● **Extrait**:
+ + + +

Pour revenir à la France il faut certes aussi rappeler le rôle important qu’a pu jouer la CNDP dans l’ouverture d’un processus d’évaluation publique pour un projet. Ce débat intervient donc assez en amont avec souvent des moyens indéniables mis à la disposition du public pour s’exprimer voire influer sue la définition de scénarios. Mais l’intervention se trouve souvent très en amont pouvant même figer par ses résultats l’évolution d’une procédure longue dans un contexte changeant et ce n’est pas la consultation publique de la DUP, plus focalisée sur un impact local qui peut corriger ce biais. En outre il faut reconnaître que la CNDP n’a pas vocation à développer une compétence technique en matière d’évaluation qui restera extérieure. 

Une autre voie qui pourrait s’amorcer est alors celle d’une montée en compétence dans ce domaine d’une ART (Agence de Régulation des Transports), organisme indépendant qui semble avoir pris conscience de l’importance de la question des données, reste à l’écoute des rapports de la cour des comptes et donc rempli en quelque sorte un vide laissée par l’administration centrale pour des avis horizontaux. Reste à savoir si elle aura assez d’autorité et de légitimité pour se renforcer et s’imposer, lorsqu’elle interviendra de façon très directe sur l’évaluation de grands projets, face au niveau central mais aussi Européen, voire local ce que avait aussi tenté en son temps l’OEST avec la mise en place d’observatoires régionaux, un suivi du travail d’Eurostat et une participation à l’évaluation de projets internationaux (PBKA, Paris Bruxelles Cologne Amsterdam puis Londres, par exemple)

 

P.S. Christian ouvre à nouveau ici la question de la place de cette activité particulière d’analyse et d’étude qui constitue un service public que je conçois comme largement indépendant. Mais il faut aussi dans notre esprit continuer à regrouper dans le même organisme la production statistique, sa valorisation, les études et évaluations, et l’animation de la recherche contractuelle. De proche en proche ça oblige à se poser la question de la place de l’Insee dans notre « système administratif », de même que celui des organismes qui, dans d’autres secteurs, pourraient jouer le même rôle que celui dévolu aux transports et à l’urbanisme, jadis, au SAEI.

 

On regrette souvent l’opacité ou le manque de pluralisme des études, qu’en pensez vous ?

+ + + +

● **Données**:

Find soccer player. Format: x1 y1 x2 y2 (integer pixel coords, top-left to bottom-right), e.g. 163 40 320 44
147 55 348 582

+ + + +

● **Exercice écrit 1**:
D'après l'extrait, pourquoi la consultation publique de la DUP ne permet-elle pas de corriger le biais lié à l'intervention de la CNDP ?
● **Exercice écrit 2**:
Recopiez le passage de l'extrait qui commence aux mots « P.S. Christian ouvre à » et s'arrête après « jadis, au SAEI. ».
● **Exercice écrit 3**:
Selon l'extrait, que désigne le sigle ART ?

● **Réponse complète 1**:
L'intervention de la CNDP se situe souvent très en amont, et ses résultats peuvent figer l'évolution d'une procédure longue dans un contexte changeant. La consultation publique de la DUP ne peut pas corriger ce biais, car elle est plus focalisée sur un impact local.

● **Réponse complète 2**:
P.S. Christian ouvre à nouveau ici la question de la place de cette activité particulière d’analyse et d’étude qui constitue un service public que je conçois comme largement indépendant. Mais il faut aussi dans notre esprit continuer à regrouper dans le même organisme la production statistique, sa valorisation, les études et évaluations, et l’animation de la recherche contractuelle. De proche en proche ça oblige à se poser la question de la place de l’Insee dans notre « système administratif », de même que celui des organismes qui, dans d’autres secteurs, pourraient jouer le même rôle que celui dévolu aux transports et à l’urbanisme, jadis, au SAEI.

● **Réponse complète 3**:
L'Agence de Régulation des Transports.